COVID-19 Guidelines for Water Polo Teams
As regions begin to return to normalcy, our chief concern is maintaining the safety of our members and their families. It is important at this time to follow the guidelines set forth by your local government agency regarding social distancing.
Once your region is allowing athletic groups to begin, coaches need to prepare a written plan of conduct regarding the new way their team will function, taking into consideration the CDC guidelines and the information listed below. This plan should be sent in writing to all parents and directly communicated regularly to team members. Remember, the best plan is worthless unless the parents and athletes understand it and are willing to comply.
Athletes or coaches indicating any type of symptoms (fever, coughing, nausea, or other symptoms outlined by the CDC) should be sent home immediately and not return until two weeks following their return to health.
Athletes with family members exhibiting COVID-19 symptoms should quarantine for 14 days before attending practice, games, or other team functions.
Individuals that have pre-existing conditions should carefully consider the risk of involvement at this time.

** PROBLEMS TO WORK ON **
a - Summarize the water polo COVID-19 guidelines in two sentences.
b - Carry on writing the water polo COVID-19 guidelines from the point where they end.

** MATERIAL SHOWN **

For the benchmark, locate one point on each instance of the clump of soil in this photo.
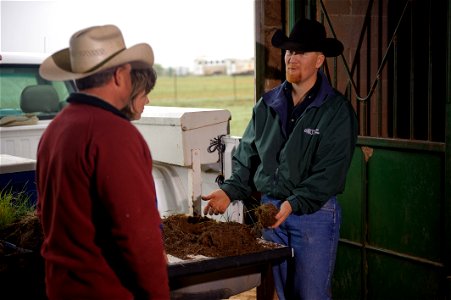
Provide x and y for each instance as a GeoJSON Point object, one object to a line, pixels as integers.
{"type": "Point", "coordinates": [21, 265]}
{"type": "Point", "coordinates": [266, 214]}
{"type": "Point", "coordinates": [186, 235]}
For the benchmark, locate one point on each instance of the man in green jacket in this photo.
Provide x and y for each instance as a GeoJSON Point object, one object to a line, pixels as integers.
{"type": "Point", "coordinates": [296, 152]}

** RESPONSES IN ORDER **
a - Once local authorities allow athletic groups to resume, coaches should write a plan for how their team will operate, based on CDC guidelines, and share it with parents and athletes. Anyone with symptoms should be sent home and stay away until two weeks after recovering, athletes with symptomatic family members should quarantine for 14 days, and people with pre-existing conditions should weigh the risk of taking part.

b -
Families traveling to regions in Phase I should not be attending any team function for 14 days after arriving home.
Adequate signage in the locker rooms, spectator area, and throughout the facility is critical to remind all involved of the new procedures.
While the chlorine and bromine used in pools kills the virus, there are still plenty of surfaces that could potentially transmit the disease. Care should be taken to ensure pool staffs are cleaning surfaces that are commonly touched before, during, and after practices and games.
Athletes should be instructed not to touch fixtures or handles as much as possible and reminded to wash their hands after using the restroom or touching any surfaces.
Athletes should have their own water bottles clearly marked with their name, rather than using the water fountain.
Locker rooms should be monitored by an adult, with limitations on the number of athletes allowed at a given time. Whenever possible, athletes should change and shower at home.
Coaches should maintain adequate distances between athletes during any dryland or stretching routines.
Any instruction in front of whiteboards should maintain social distancing guidelines. The easiest way to manage this is to use a classroom prior to practice and have athletes sit apart. If instructional time is necessary during practice, coaches should work with smaller groups to balance the ability to see the whiteboard, while maintaining distance between athletes.
While water polo is a contact sport and social distancing is impossible when scrimmaging or playing games, much of practice should be designed to keep athletes apart. With proper planning, many of the drills normally performed can be modified to make this happen without losing the value of the training.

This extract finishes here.